▶ WHAT TO PRODUCE: I would like each line of the data that holds the word "walking" copied out.
Top of PROVIDED MATERIAL
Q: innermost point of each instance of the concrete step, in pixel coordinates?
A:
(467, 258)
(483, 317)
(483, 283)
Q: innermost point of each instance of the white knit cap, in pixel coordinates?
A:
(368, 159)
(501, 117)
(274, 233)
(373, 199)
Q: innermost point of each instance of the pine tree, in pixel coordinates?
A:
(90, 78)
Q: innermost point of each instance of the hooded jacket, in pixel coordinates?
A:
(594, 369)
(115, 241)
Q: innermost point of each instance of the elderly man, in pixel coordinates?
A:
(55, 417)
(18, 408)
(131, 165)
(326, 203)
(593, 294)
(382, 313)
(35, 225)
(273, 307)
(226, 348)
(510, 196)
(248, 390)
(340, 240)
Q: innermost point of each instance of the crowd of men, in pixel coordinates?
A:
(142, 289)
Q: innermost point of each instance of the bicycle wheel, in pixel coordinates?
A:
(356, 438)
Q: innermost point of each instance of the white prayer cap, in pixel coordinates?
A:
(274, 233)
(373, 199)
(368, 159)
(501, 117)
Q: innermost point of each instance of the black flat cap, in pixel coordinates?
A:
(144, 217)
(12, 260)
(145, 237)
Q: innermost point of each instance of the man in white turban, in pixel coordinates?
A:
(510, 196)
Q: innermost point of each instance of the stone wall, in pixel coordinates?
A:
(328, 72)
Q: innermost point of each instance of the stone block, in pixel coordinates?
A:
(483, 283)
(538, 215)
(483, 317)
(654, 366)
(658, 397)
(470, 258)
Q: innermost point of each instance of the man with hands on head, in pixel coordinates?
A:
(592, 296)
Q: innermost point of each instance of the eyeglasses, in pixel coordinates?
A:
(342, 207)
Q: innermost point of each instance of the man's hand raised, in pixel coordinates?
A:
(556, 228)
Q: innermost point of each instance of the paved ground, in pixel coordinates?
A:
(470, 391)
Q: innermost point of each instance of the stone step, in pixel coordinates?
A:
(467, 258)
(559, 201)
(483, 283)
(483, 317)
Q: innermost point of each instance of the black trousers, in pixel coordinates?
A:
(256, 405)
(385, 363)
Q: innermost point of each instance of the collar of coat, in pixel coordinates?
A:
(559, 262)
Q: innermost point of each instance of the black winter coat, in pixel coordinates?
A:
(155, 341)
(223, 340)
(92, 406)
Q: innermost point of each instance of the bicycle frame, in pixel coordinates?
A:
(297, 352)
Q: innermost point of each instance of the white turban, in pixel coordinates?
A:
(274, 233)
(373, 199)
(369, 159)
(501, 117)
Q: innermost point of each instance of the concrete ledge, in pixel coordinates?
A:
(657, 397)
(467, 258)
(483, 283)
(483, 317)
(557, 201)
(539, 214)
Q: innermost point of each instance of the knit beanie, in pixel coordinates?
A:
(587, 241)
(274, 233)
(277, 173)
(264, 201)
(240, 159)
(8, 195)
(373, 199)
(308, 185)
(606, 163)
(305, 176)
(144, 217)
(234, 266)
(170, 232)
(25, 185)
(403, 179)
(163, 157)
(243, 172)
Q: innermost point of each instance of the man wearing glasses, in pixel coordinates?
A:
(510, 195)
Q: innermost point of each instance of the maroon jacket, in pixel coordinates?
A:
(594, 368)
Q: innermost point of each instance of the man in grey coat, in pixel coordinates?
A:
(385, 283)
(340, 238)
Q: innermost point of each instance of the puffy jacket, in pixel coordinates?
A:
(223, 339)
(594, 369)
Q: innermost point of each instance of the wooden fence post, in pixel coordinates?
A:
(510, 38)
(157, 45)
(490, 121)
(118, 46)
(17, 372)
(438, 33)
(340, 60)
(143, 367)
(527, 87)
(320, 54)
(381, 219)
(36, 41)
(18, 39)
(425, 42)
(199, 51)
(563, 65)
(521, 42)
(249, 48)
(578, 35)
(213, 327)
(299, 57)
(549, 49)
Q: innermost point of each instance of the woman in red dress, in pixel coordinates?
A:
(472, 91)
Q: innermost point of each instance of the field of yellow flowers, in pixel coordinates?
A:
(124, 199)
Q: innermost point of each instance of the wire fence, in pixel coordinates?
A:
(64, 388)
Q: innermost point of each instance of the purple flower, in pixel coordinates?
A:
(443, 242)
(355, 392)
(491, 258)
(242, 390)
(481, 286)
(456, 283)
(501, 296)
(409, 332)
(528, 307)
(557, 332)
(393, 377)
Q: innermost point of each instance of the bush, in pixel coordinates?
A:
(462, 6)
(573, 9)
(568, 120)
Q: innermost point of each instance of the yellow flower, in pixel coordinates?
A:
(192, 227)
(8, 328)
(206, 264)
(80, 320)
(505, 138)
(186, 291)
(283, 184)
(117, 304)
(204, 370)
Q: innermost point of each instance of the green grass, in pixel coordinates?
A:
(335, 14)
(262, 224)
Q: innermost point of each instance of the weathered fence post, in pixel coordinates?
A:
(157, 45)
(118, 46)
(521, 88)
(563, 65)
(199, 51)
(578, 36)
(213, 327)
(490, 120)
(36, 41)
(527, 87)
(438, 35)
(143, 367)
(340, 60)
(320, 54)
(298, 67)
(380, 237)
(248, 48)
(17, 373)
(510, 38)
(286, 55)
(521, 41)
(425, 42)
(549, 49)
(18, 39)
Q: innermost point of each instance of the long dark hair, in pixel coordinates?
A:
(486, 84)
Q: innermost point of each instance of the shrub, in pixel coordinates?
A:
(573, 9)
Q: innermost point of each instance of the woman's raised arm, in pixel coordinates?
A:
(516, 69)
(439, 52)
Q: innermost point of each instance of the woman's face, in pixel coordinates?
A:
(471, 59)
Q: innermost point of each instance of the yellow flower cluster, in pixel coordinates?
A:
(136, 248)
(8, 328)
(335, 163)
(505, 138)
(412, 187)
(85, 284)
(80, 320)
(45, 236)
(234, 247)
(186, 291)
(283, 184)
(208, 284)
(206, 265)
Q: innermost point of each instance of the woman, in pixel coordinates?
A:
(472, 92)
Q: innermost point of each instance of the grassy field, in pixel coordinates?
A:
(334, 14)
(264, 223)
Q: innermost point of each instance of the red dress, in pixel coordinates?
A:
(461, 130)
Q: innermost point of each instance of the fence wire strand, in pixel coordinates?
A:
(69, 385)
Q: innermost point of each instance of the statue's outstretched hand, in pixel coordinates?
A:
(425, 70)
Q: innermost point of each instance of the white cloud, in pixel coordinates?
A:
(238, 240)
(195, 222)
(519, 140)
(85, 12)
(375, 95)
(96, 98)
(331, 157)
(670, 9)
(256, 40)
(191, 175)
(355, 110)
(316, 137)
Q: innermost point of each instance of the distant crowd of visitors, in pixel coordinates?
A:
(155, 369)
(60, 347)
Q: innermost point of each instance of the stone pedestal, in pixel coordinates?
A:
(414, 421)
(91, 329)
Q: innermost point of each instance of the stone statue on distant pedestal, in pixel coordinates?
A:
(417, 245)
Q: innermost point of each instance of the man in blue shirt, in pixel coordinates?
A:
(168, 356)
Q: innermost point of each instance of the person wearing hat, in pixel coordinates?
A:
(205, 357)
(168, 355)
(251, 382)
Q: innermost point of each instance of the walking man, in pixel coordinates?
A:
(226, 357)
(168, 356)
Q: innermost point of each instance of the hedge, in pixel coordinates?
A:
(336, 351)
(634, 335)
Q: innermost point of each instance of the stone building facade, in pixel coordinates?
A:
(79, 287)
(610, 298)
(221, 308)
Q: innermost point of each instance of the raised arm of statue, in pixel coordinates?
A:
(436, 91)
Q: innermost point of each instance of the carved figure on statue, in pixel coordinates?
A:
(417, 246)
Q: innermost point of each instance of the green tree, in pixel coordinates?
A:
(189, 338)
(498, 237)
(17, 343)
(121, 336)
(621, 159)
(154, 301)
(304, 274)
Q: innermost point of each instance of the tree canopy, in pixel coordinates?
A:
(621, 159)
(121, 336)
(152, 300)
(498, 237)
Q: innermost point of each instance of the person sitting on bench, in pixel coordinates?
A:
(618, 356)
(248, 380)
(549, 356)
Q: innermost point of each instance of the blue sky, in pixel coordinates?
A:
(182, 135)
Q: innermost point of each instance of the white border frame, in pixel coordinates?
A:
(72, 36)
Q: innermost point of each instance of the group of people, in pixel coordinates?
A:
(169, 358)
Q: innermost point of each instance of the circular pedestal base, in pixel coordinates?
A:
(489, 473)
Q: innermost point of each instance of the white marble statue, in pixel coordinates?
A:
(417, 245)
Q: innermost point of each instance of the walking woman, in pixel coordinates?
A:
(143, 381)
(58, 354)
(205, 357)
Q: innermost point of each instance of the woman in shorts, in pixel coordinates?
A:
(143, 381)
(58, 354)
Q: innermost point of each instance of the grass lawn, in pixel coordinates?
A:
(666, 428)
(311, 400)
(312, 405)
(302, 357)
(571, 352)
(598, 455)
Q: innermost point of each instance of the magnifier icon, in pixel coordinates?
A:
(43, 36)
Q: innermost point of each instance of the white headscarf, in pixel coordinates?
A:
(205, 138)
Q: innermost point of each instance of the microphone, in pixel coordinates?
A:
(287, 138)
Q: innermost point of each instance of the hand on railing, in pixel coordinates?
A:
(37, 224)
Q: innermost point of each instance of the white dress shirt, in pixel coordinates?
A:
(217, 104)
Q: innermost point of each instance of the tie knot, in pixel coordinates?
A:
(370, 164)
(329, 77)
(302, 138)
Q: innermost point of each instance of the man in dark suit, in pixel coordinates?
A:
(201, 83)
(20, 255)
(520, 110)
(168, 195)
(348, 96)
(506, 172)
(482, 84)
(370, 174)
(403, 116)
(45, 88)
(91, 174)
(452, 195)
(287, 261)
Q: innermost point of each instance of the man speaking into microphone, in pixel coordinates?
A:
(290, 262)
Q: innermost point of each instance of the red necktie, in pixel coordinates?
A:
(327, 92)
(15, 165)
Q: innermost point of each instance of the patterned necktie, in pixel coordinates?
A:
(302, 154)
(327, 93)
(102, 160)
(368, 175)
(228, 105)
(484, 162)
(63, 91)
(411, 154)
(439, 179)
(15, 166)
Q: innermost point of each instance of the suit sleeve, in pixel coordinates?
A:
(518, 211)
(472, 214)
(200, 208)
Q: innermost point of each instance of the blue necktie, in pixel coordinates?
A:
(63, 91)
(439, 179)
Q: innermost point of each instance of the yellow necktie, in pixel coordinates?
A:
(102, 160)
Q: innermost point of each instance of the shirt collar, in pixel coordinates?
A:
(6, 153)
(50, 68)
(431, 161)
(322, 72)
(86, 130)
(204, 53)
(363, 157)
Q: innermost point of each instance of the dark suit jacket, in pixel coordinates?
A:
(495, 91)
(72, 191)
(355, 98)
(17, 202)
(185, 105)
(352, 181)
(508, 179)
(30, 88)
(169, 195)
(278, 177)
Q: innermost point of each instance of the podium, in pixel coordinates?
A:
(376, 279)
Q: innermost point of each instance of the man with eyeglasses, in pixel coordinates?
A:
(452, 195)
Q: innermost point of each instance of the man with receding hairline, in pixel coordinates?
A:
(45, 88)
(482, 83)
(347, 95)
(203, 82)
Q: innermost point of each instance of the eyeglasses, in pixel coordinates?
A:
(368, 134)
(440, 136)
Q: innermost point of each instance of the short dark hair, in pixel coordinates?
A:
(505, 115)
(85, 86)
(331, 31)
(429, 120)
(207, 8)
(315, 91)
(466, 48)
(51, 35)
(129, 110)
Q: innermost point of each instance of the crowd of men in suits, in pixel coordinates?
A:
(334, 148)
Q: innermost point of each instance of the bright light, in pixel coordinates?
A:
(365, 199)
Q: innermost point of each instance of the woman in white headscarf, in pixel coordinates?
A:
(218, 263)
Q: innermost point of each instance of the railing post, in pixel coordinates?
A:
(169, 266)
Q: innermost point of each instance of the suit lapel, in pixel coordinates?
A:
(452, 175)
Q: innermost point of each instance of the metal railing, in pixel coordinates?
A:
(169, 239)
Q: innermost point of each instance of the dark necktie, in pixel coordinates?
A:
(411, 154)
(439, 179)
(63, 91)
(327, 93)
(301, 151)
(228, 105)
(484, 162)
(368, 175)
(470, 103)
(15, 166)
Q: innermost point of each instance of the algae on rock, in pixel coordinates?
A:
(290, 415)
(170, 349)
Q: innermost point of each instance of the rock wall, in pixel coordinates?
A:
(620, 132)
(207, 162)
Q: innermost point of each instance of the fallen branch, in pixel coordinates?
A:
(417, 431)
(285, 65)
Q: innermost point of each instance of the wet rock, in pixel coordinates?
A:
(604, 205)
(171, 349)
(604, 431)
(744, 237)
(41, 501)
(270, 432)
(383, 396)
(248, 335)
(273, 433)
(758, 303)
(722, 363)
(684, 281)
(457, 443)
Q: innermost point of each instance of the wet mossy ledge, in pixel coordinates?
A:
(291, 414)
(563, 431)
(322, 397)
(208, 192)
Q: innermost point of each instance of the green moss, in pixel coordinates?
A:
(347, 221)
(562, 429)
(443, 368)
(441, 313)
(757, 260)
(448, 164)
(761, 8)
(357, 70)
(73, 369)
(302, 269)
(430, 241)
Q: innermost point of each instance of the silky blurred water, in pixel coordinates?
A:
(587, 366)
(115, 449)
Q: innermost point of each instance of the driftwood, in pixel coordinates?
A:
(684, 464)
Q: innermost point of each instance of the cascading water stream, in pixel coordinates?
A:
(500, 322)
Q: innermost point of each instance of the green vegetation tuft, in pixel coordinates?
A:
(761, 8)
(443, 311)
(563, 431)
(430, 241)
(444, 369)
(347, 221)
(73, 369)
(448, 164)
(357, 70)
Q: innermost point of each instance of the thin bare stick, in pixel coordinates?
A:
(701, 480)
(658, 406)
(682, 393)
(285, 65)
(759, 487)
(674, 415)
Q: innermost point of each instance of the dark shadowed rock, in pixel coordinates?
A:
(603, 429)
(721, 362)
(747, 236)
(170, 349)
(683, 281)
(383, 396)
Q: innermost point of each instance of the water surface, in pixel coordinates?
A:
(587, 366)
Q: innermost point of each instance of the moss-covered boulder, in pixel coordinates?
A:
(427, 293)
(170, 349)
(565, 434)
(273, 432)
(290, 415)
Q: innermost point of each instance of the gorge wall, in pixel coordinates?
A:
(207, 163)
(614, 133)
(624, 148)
Bottom of PROVIDED MATERIAL
▶ EXERCISE OUTPUT:
Q: innermost point of each instance of the walking man, in pixel coordinates?
Q: innermost point of each instance of the walking woman, in pixel coordinates?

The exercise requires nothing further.